* **Extract provided**:
[start]
While there, we attended the christening of a water line, water tanks and washing station in the hamlet, the results of a project run by a local NGO that our companies and customers contributed to through our affiliated non-profit organizations. The takeaway for us was a clear sentiment that buying and selling coffee from small-scale farmers is not enough, and that we can do more. Fair trade premiums are received by the cooperative, but they are not enough to fund many of the needed projects in coffee communities.
In Guatemala, we visited with the Comite Campesino del Altiplano (CCDA), just off the shores of the volcano-rimmed Lake Atitlan. Formed in 1982 during the civil war, CCDA emerged as a civilian support group dedicating itself to campesino and indigenous rights. Today it represents over 1,800 coffee farmers and many more campesinos who are involved in the larger political organization.
CCDA President Leocadio Juracan told us, “The majority of coffee farmers are just producing the raw materials for large multinationals.” He respectfully asked how letting multinationals take the wheel of fair trade – like we have seen with FTUSA’s “Fair Trade for All” – can be fair in any way. Leo stressed the importance of building “solidarity trade networks,” which CCDA calls “fair trade plus,” between people, communities and organizations with similar political goals, as opposed to working with the multinationals who have traditionally exploited small farmers. He pointed to the plantation next to the community and drew a clear connection to the historically exploited farmworkers who work under harsh conditions for little money. Working toward a better model, CCDA is our first partner to join the new Small Producer Symbol (SPP) certification that is owned and operated by small-scale farmers. This seal is a great opportunity to build a better fair trade system with real farmer control and help ensure that farmers can stay on their lands and out of the plantation fields.
In El Salvador, we visited Las Marias 93. The farmers of Las Marias were once members of the FMLN rebel army. In 1993, they put down their arms and picked up machetes to farm land that they received through the peace accords. Now they make a living on the slopes of the same mountain where they fought. After years of fighting for their land, they now face a new enemy.
[end]
* **Problem set**:
[a] Answer these three questions from the account of visits to coffee cooperatives, one per line:
(i) In what year was the CCDA formed?
(ii) About how many coffee farmers does the CCDA represent today?
(iii) In what year did the farmers of Las Marias put down their arms?
[b] Write the next part of the account of visits to coffee cooperatives, picking up right after "they now face a new enemy."
The records that come next have no connection to the account of visits to coffee cooperatives.

* **Shape boundary entries**:
[start]
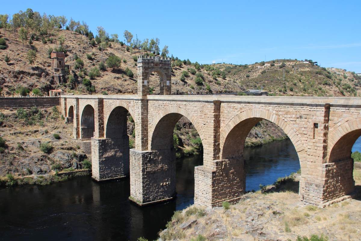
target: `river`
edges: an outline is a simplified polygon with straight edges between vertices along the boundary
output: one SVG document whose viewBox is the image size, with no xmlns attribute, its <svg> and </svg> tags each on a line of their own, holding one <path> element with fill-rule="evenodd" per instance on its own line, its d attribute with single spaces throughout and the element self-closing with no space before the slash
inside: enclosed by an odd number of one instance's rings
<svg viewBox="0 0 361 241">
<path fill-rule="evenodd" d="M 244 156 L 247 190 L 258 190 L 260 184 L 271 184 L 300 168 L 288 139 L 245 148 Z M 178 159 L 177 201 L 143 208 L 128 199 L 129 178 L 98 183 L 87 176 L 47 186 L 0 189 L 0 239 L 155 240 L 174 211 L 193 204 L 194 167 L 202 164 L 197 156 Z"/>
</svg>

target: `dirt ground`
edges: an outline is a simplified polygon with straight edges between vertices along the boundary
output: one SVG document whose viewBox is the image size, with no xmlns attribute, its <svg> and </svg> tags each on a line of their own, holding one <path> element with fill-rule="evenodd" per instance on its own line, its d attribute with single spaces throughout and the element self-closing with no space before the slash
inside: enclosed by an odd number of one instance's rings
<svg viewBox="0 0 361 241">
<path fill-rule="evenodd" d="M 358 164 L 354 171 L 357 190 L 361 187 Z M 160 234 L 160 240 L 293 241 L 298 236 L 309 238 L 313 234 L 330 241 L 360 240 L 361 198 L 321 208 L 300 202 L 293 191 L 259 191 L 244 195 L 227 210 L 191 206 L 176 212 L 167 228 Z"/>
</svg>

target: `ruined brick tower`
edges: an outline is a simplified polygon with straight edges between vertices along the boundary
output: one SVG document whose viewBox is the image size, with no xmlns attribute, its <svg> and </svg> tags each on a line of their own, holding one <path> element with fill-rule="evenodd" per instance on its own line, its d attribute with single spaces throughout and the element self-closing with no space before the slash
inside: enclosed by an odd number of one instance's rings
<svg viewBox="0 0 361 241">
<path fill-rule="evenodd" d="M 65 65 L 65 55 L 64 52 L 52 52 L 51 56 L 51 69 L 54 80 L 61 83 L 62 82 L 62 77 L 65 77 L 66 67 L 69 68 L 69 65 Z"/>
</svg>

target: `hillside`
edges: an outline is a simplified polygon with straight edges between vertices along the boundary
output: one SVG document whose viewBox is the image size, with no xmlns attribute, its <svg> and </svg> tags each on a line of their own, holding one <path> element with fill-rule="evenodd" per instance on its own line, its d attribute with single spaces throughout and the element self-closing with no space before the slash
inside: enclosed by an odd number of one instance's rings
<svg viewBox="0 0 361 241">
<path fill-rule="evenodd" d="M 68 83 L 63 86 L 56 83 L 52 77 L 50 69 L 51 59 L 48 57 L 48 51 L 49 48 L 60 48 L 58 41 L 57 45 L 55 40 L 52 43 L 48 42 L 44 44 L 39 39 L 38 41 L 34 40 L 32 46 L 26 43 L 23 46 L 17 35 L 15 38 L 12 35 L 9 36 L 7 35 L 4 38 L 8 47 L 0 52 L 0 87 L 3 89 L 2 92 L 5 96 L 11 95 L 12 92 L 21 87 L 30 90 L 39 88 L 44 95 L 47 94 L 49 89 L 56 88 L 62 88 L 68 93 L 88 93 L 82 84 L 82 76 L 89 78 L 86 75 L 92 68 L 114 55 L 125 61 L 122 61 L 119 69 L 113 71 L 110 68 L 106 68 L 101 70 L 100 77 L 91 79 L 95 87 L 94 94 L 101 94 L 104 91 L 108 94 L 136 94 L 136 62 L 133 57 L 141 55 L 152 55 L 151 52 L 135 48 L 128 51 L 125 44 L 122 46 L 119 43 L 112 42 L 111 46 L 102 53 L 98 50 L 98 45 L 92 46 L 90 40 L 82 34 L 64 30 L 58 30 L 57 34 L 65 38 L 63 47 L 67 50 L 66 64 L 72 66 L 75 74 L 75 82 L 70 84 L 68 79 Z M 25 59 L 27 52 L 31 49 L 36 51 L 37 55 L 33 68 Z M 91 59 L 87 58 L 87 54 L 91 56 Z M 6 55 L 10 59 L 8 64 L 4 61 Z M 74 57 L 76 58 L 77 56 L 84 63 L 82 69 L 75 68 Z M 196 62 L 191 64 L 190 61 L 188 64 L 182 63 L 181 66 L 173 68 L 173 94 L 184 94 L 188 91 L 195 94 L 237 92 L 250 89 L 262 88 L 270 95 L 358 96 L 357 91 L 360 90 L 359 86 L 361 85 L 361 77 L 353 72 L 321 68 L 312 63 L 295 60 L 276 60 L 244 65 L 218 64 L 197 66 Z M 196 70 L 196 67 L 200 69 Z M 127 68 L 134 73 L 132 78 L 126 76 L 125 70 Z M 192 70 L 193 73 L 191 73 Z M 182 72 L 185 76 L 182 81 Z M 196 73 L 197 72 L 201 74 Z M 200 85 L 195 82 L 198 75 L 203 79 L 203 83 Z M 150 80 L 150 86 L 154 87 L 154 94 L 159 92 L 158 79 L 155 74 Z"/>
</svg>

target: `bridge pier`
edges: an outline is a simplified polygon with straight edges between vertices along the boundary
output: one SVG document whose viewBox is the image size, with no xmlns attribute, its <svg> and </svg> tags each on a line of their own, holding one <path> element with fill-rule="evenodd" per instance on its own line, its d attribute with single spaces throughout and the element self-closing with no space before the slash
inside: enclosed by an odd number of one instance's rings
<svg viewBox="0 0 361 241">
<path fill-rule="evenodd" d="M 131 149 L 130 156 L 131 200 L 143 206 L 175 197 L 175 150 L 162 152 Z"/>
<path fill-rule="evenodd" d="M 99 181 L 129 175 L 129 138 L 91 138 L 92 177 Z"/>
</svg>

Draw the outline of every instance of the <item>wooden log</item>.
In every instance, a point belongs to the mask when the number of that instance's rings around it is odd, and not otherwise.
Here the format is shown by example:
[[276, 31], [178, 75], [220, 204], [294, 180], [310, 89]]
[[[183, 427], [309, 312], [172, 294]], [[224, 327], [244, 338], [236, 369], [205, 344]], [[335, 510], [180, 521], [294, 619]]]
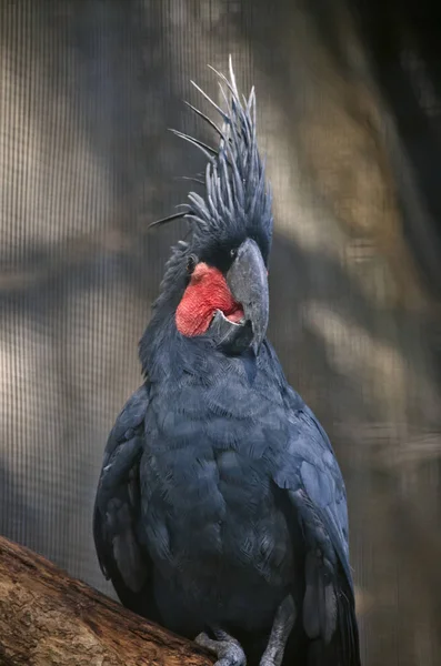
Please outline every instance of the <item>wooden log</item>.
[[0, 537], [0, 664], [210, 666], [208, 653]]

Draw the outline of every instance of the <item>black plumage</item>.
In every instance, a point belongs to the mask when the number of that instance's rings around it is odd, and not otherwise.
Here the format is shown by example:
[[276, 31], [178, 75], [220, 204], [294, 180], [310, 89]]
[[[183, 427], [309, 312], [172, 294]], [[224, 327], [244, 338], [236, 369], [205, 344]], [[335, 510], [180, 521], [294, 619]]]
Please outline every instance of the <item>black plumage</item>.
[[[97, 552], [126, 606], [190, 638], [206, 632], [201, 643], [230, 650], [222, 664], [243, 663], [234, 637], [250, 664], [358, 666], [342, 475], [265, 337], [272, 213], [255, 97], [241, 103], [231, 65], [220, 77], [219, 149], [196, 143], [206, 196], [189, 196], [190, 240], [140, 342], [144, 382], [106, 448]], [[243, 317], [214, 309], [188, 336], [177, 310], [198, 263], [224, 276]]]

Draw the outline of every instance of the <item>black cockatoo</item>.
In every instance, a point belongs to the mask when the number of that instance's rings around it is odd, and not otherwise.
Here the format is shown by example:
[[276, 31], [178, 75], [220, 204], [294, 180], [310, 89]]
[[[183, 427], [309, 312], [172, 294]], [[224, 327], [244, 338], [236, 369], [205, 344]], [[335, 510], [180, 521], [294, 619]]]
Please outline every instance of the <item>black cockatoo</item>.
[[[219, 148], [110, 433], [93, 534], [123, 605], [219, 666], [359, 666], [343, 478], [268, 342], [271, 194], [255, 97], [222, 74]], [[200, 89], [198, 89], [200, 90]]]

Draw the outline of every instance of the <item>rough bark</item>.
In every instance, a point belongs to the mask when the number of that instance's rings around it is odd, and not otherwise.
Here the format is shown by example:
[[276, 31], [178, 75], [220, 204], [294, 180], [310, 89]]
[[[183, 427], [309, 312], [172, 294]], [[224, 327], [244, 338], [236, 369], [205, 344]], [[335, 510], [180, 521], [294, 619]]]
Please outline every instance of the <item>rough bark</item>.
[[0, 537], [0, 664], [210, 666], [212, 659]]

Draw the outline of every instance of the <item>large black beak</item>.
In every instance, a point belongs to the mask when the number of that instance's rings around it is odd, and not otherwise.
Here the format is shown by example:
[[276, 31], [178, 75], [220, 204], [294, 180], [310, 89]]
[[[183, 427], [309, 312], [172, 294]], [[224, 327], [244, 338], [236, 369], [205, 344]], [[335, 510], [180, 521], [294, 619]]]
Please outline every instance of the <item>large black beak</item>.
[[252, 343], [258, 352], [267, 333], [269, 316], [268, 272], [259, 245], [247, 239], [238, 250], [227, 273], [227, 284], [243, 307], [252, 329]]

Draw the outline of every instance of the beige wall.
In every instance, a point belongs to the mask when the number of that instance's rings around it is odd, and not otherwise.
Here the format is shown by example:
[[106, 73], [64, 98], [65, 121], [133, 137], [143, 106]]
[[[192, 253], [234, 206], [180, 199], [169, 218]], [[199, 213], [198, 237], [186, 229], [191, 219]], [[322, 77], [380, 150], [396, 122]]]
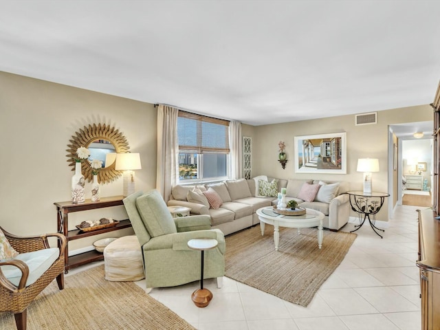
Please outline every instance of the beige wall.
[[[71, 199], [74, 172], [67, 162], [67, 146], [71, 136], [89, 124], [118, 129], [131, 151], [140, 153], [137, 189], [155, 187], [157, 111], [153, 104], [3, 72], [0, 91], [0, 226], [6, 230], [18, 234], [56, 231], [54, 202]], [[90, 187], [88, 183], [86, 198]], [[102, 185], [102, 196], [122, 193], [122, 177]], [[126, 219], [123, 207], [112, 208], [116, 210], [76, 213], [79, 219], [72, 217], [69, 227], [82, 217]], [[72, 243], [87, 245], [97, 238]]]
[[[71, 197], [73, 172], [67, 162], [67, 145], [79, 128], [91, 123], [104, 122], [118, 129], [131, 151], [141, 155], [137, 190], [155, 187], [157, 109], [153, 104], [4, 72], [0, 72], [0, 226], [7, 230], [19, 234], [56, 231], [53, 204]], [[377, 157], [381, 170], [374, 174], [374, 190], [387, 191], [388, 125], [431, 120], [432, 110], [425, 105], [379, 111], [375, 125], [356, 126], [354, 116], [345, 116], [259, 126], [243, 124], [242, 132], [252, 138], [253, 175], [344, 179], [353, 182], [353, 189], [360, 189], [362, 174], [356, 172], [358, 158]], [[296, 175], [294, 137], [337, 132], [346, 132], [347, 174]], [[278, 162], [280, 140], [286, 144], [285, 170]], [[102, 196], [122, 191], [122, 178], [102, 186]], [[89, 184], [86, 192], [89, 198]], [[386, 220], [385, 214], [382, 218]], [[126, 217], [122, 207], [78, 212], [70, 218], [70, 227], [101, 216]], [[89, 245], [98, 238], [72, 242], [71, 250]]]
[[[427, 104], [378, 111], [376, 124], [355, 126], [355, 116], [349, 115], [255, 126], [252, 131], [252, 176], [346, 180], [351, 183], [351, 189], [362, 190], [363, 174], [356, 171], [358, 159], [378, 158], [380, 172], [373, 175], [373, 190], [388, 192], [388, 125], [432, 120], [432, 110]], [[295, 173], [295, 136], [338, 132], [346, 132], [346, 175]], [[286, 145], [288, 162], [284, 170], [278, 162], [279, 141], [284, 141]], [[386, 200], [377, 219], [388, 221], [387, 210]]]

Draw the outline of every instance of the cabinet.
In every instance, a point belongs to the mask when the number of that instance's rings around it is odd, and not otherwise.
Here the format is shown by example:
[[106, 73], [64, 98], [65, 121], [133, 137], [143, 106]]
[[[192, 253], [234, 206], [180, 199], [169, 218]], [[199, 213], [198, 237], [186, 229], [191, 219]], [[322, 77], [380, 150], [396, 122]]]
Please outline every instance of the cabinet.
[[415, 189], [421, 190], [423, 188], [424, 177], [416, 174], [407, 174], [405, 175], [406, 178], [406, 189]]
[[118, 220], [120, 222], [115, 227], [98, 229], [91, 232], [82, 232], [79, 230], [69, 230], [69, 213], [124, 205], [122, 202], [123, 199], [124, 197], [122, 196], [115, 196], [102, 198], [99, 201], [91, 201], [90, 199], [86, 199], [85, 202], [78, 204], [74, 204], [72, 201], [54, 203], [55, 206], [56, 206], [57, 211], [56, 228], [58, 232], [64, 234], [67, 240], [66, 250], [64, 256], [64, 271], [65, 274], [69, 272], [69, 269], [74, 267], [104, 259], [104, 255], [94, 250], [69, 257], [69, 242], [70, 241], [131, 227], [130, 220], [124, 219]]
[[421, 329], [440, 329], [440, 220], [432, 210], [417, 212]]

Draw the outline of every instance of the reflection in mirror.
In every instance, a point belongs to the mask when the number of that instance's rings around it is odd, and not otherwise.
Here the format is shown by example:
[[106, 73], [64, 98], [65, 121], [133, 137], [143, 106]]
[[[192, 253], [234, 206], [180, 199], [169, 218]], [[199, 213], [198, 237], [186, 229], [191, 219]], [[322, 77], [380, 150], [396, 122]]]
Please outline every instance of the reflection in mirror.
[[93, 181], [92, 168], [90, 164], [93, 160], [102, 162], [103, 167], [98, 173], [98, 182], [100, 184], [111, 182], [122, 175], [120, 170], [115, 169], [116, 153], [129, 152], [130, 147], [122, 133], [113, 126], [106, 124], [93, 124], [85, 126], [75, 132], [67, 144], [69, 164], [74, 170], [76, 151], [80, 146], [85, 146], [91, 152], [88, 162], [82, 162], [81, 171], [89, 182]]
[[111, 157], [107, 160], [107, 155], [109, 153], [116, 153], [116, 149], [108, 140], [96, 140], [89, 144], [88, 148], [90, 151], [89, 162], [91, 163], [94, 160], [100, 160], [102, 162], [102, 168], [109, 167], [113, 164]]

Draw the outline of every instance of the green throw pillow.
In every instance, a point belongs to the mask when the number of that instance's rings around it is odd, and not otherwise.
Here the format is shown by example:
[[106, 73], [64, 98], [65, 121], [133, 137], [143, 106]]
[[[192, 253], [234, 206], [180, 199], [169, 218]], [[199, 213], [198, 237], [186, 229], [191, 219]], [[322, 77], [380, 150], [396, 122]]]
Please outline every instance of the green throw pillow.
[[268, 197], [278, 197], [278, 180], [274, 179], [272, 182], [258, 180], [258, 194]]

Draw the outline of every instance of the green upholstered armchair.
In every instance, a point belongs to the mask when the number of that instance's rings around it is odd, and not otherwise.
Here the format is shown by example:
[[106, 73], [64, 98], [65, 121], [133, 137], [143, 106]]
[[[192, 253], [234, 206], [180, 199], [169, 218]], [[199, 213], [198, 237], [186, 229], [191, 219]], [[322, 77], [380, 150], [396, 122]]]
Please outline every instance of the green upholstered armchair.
[end]
* **Task-by-task results**:
[a]
(i) 1982
(ii) Over 1,800
(iii) 1993

[b]
This year, 40% of Las Marias’ harvest has been ruined by a fungus called Roya (or coffee rust). Heavy rain and an inability for plants to dry – a real result of climate change – is creating this epidemic, devastating crops in Southern Mexico, Central America and elsewhere. Coffee farmers all over the world need serious help to recover from this still-unfolding crisis; their livelihoods are in danger, and their coffee plants are dying. The free market’s response will not be kind. Despite the fair trade ethos of building long-term partnerships with farmers, the response from roasters and importers using “the seal” has for the most part been slow.
The stakes for building a better model of fair trade have never been higher, as farmers continue to struggle. Compromised fair trade certifiers and multinational corporations will not create real change – they will actually prevent it. Instead of simply trusting certifications, we should use our own resources to take the next steps in building a movement that truly uses trade as one tool for creating a better world. But without direct engagement from companies and coffee drinkers collectively building an authentic fair trade, we cannot accomplish this. Beyond purchasing items from dedicated companies and producer groups, you can get more involved by contacting your local mission-based fair trade organization to see how you can plug in. We started the non-profit organizations On The Ground (www.onthegroundglobal.org) and Outside the Bean (www.outsidethebean.org) to address some of the needs we have seen. You can look for like-minded organizations or resources in your community to dig deeper, or consider starting an initiative yourself.
Though we may not always realize it, we are intimately connected to the people who produce the things that clothe us, feed us and generally make our lives better. In return, we can use the vehicle of trade as a way to break down barriers and to truly see our partners on the other end of the road traveled by these products. Without that dynamic, how can we claim that the trade we do is fair?